[[ Material provided, beginning ]]

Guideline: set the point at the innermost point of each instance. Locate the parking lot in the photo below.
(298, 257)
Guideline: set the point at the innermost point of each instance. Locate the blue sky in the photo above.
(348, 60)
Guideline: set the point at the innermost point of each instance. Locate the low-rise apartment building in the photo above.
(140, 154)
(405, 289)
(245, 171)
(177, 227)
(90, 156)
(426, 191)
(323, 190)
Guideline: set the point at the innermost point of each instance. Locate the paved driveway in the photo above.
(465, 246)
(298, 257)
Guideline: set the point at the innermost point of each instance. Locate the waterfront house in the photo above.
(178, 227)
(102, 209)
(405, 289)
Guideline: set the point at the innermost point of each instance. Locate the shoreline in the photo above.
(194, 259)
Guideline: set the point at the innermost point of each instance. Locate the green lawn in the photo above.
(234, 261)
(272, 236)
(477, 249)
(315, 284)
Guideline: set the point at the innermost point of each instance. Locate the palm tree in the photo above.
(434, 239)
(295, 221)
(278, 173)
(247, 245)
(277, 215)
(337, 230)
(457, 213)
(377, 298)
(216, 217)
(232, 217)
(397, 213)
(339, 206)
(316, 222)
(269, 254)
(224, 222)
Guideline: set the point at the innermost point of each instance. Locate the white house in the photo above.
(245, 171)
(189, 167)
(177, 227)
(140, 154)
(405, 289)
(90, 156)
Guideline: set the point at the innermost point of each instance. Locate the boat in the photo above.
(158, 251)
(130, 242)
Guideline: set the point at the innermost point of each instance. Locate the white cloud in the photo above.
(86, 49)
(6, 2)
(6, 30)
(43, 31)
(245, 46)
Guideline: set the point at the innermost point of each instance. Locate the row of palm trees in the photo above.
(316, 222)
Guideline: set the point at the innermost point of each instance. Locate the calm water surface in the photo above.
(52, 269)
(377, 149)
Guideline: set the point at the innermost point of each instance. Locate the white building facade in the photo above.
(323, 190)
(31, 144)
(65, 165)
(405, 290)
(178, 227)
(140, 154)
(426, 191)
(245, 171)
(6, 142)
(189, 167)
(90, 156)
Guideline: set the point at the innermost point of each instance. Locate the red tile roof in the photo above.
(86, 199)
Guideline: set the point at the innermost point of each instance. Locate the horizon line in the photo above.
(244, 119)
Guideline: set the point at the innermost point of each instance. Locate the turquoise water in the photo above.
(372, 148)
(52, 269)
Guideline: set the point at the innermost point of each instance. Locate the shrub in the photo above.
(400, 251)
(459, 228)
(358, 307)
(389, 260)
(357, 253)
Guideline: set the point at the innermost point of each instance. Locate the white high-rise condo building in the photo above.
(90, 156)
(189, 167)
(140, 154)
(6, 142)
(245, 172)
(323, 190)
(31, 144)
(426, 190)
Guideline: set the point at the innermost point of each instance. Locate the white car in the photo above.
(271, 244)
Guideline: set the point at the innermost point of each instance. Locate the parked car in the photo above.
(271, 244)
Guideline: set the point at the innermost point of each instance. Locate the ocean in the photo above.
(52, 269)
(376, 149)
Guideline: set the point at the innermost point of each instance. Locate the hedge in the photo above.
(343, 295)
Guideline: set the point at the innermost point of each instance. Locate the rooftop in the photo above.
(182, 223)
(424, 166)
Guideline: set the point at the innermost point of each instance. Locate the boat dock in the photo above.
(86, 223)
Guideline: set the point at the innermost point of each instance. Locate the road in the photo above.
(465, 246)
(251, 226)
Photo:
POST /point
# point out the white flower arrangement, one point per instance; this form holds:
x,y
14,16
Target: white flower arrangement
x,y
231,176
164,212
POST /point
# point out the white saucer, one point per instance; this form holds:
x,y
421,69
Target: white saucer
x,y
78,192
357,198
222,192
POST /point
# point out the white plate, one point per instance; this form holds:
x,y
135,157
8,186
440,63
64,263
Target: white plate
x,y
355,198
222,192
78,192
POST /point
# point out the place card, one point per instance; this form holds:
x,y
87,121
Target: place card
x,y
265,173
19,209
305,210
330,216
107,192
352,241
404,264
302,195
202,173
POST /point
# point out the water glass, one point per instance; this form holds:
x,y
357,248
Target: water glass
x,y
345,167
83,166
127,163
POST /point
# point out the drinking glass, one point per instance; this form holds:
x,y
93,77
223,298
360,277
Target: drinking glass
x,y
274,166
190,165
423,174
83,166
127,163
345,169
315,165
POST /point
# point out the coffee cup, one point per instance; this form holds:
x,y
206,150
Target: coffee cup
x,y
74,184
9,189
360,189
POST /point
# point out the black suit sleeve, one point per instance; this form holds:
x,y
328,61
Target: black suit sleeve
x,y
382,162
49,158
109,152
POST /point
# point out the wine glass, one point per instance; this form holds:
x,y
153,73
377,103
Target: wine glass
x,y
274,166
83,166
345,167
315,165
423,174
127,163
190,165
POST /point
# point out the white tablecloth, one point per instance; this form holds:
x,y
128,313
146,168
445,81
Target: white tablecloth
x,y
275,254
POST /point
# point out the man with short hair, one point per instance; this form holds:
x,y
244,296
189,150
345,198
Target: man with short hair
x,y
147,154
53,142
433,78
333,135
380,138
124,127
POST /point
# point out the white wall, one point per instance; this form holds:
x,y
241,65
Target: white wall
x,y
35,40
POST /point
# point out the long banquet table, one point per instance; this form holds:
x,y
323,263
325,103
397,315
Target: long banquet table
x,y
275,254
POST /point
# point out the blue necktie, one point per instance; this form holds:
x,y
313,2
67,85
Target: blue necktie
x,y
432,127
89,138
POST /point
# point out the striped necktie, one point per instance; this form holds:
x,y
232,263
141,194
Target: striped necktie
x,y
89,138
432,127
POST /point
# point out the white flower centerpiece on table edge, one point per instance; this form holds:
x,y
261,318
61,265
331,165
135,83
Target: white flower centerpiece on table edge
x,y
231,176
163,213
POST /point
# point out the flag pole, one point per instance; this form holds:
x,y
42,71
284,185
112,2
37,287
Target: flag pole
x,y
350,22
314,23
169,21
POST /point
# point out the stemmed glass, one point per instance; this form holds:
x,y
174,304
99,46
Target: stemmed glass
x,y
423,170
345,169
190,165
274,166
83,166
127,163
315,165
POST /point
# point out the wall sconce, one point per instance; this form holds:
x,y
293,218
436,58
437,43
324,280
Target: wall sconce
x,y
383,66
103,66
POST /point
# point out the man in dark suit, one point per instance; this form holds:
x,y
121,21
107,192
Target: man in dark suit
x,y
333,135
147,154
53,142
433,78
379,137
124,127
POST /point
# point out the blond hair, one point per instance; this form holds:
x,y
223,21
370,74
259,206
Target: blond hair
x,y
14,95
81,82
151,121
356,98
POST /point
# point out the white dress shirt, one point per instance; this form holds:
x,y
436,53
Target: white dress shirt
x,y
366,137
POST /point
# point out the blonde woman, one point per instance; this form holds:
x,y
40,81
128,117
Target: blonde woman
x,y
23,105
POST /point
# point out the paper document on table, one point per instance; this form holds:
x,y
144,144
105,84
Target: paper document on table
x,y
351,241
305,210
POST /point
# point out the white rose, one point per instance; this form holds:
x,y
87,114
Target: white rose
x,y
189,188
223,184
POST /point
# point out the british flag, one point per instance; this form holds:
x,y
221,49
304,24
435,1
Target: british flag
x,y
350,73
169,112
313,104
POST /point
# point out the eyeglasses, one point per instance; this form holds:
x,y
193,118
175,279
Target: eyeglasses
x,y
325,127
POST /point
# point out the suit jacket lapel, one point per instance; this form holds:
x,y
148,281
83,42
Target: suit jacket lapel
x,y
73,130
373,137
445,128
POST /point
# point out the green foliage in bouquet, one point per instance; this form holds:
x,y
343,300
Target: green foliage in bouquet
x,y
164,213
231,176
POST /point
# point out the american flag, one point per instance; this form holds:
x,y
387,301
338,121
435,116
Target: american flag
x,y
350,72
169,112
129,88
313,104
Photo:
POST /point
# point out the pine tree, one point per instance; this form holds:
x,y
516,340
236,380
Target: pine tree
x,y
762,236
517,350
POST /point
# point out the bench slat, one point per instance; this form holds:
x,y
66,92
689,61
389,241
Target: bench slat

[[ Material provided, end ]]

● What this task involves
Go through the listing above and copy each line in which the string "slat" is found.

● Your solution
# point out the bench slat, one point per instance; this form holds:
Target: bench slat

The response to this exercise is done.